# [TASK TO COMPLETE]
Transcribe every line of the listing below word for word, leaving the pictures out of your answer.

+++ MATERIAL PROVIDED +++

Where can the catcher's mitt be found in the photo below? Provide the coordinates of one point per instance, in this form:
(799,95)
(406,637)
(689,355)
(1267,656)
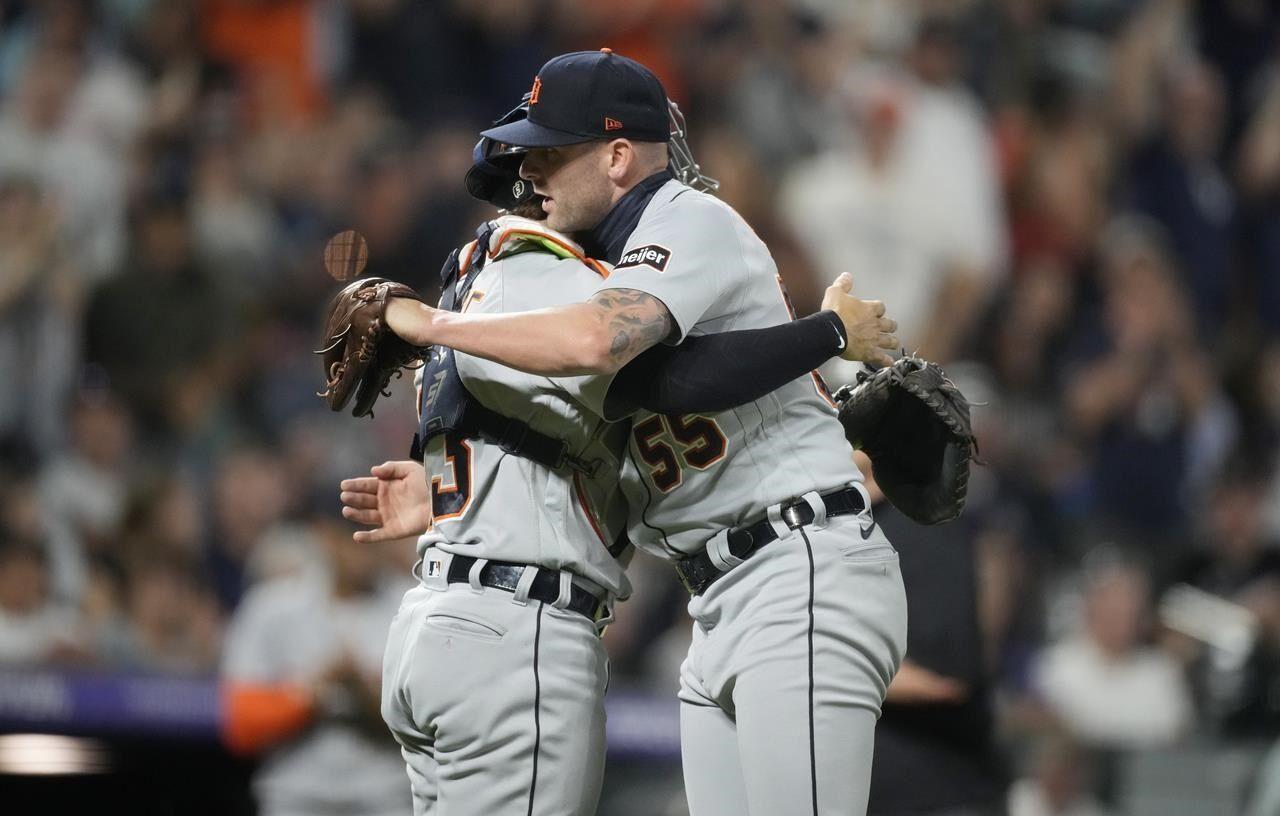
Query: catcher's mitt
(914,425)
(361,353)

+++

# [EXERCISE SOLUTION]
Where can the catcher's mitt be found in the photo below? Provide the coordinates of one point per instance, in this form:
(799,95)
(406,637)
(689,355)
(1267,656)
Query: catcher's mitt
(914,425)
(361,353)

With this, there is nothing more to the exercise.